**EXERCISE**:
Return the passage below about a cinder block house in Haiti and a fear of cockroaches, reproducing all of it word for word.

When I was in Haiti a few months, I sent my mother pictures of my home.  It was a modest little cinder block house, and the interior walls as well as the exterior walls had large windows to ensure good ventilation. To discourage thieves, there were iron bars on all the outside windows, and screens that were holey, but not in the sacred sense. Most of the holes I covered with duct tape.  My mother wrote back that she got the pics, but only had one question: "WHY is there a can of Raid in EVERY ROOM?"  She was so naive. 

I never got over my phobia very well in my years living on La Gonave.  There were times I had periods of courage.  I woke one night to feel something scurrying quickly up my left leg.  Now, this could only be a monster cockroach   Palmetto Bug.  I grabbed it with my hand and threw it to the floor with all my might, hoping this would kill it, and forced myself to forget how huge it felt in my hand, forcing myself to sleep.

**RECORDS PROVIDED**:
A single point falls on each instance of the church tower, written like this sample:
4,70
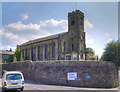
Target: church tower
76,34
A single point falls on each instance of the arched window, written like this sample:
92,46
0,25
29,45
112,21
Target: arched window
72,47
32,57
26,54
38,52
23,53
64,46
46,51
53,50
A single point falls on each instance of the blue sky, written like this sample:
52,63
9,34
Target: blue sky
26,21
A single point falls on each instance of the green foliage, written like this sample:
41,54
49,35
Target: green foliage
17,53
9,59
112,52
90,52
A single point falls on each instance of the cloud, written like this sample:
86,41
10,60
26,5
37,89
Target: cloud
24,17
88,24
110,40
17,33
107,34
89,40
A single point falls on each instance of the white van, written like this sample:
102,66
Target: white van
12,80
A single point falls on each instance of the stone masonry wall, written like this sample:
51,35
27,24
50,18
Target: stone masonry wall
102,74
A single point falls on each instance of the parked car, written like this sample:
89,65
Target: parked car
12,80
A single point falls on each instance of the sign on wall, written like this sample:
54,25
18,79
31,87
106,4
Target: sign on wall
72,76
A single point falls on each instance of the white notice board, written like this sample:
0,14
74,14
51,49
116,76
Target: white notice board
72,76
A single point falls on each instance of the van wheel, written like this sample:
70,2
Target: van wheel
21,89
3,90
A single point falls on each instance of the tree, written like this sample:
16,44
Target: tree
17,53
112,52
90,54
9,59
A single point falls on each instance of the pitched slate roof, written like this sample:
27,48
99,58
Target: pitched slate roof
44,39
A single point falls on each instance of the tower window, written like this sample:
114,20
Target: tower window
53,50
64,46
73,22
46,51
26,54
32,56
72,47
38,52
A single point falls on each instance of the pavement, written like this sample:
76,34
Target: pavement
36,87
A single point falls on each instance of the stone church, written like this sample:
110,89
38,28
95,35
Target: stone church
65,46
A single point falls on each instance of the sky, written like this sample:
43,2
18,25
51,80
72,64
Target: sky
24,21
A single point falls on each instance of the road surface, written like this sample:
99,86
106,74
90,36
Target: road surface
35,87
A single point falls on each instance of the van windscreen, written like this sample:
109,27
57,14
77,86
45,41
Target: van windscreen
13,76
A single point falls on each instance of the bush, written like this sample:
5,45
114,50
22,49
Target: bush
9,59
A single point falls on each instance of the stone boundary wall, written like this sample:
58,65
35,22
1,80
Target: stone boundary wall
102,74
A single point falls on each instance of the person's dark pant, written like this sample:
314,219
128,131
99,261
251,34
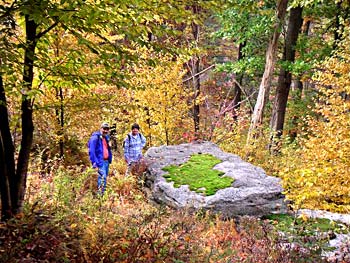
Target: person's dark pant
102,176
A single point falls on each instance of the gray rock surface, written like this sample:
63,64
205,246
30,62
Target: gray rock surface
252,193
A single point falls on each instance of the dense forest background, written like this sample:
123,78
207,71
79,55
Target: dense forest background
267,80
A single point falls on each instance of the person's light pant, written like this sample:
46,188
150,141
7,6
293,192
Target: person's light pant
102,176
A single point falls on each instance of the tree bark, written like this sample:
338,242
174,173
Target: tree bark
237,93
299,86
196,79
18,182
264,88
7,161
285,77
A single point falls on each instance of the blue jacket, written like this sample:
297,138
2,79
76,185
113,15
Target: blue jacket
96,149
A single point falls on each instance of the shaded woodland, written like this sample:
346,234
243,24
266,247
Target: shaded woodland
266,80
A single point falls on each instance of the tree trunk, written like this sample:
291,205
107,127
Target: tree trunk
237,93
195,68
7,161
285,77
299,86
60,119
18,182
264,89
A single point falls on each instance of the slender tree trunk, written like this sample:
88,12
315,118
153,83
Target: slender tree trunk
299,86
237,93
285,77
338,29
7,161
195,68
264,89
18,182
60,119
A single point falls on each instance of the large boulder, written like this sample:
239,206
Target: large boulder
252,192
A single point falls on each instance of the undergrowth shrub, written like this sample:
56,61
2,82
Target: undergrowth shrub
62,223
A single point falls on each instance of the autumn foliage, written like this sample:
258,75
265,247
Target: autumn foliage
318,175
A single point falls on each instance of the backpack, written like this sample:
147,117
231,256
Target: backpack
89,142
129,138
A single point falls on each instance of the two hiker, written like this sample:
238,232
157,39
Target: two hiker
101,155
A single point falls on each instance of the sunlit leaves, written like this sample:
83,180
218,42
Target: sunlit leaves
321,178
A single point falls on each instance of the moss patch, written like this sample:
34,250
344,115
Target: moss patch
198,174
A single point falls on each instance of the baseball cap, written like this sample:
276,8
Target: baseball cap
105,125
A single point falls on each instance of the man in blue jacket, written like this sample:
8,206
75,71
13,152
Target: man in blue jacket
100,155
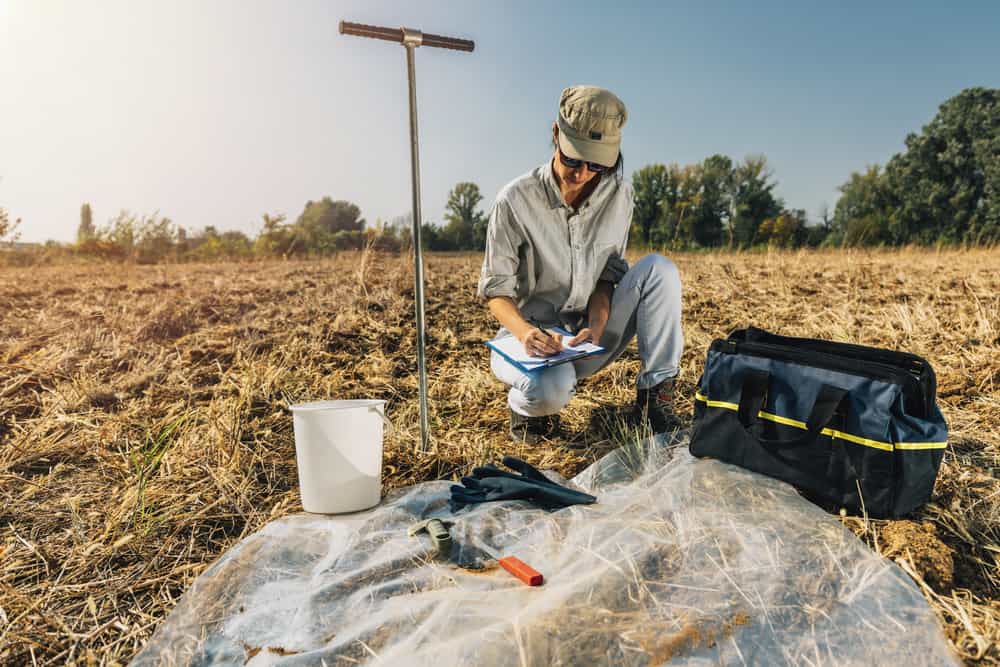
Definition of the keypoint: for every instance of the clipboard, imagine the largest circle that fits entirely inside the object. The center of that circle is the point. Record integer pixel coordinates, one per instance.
(511, 349)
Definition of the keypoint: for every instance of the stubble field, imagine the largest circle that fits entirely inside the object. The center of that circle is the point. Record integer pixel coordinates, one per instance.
(144, 430)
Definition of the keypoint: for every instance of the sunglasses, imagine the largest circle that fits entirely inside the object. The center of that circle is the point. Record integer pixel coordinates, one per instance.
(576, 164)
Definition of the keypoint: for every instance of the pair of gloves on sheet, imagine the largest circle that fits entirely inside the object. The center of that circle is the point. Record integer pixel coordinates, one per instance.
(490, 483)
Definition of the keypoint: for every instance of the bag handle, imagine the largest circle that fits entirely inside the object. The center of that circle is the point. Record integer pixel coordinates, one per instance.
(752, 397)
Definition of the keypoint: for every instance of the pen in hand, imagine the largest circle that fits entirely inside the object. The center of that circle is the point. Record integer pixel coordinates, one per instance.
(556, 340)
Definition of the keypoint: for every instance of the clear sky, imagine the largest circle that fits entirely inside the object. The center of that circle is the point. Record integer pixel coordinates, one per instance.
(215, 111)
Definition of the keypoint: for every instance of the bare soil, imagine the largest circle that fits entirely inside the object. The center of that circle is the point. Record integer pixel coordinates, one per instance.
(144, 429)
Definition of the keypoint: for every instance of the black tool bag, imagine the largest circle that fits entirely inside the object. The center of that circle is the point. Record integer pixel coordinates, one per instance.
(851, 425)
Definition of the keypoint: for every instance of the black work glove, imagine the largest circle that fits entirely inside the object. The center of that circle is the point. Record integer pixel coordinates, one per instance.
(490, 483)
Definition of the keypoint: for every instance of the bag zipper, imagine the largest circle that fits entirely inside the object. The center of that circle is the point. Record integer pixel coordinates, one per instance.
(869, 369)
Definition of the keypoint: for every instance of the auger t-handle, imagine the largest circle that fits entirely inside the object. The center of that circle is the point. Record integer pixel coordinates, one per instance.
(411, 39)
(397, 35)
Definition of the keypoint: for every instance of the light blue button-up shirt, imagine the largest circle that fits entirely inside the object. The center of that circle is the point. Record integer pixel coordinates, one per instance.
(547, 257)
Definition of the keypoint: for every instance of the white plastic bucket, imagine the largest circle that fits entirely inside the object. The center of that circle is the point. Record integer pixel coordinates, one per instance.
(338, 448)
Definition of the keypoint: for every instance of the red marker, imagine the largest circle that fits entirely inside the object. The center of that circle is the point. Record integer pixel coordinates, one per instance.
(522, 570)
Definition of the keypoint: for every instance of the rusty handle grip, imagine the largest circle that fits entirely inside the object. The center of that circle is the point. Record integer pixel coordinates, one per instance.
(396, 35)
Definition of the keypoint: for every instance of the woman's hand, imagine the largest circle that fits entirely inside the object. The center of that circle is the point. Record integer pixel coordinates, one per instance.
(540, 343)
(591, 334)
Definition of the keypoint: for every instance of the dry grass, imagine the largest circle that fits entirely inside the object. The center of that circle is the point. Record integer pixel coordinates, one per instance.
(143, 428)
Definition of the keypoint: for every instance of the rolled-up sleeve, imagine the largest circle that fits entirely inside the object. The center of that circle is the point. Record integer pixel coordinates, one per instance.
(616, 267)
(500, 263)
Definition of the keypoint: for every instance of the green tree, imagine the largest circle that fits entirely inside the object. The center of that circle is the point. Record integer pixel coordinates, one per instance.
(711, 211)
(861, 216)
(674, 227)
(276, 237)
(465, 225)
(8, 229)
(327, 225)
(753, 200)
(86, 230)
(946, 184)
(786, 230)
(650, 187)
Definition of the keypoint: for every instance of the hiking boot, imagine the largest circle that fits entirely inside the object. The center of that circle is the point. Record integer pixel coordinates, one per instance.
(655, 406)
(532, 430)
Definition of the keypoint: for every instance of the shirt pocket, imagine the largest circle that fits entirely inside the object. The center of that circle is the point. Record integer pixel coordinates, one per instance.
(603, 270)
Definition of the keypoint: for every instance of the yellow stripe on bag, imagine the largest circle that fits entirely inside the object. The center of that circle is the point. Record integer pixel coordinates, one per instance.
(921, 445)
(867, 442)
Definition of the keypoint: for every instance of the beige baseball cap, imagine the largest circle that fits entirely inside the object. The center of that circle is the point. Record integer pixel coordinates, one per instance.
(590, 124)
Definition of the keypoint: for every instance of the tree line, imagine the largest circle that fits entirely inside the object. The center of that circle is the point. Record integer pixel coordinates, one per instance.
(944, 188)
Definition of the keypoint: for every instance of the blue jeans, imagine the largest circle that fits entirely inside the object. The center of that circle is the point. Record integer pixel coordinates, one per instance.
(646, 304)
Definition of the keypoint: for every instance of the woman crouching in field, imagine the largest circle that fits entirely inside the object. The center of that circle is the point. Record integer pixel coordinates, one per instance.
(555, 256)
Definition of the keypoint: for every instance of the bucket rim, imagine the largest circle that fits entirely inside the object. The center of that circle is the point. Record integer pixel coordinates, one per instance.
(340, 404)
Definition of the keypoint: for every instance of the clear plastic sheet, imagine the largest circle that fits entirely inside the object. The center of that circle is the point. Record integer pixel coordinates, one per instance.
(686, 561)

**SOLUTION BELOW**:
When I was in Haiti a few months, I sent my mother pictures of my home.  It was a modest little cinder block house, and the interior walls as well as the exterior walls had large windows to ensure good ventilation. To discourage thieves, there were iron bars on all the outside windows, and screens that were holey, but not in the sacred sense. Most of the holes I covered with duct tape.  My mother wrote back that she got the pics, but only had one question: "WHY is there a can of Raid in EVERY ROOM?"  She was so naive. 

I never got over my phobia very well in my years living on La Gonave.  There were times I had periods of courage.  I woke one night to feel something scurrying quickly up my left leg.  Now, this could only be a monster cockroach   Palmetto Bug.  I grabbed it with my hand and threw it to the floor with all my might, hoping this would kill it, and forced myself to forget how huge it felt in my hand, forcing myself to sleep.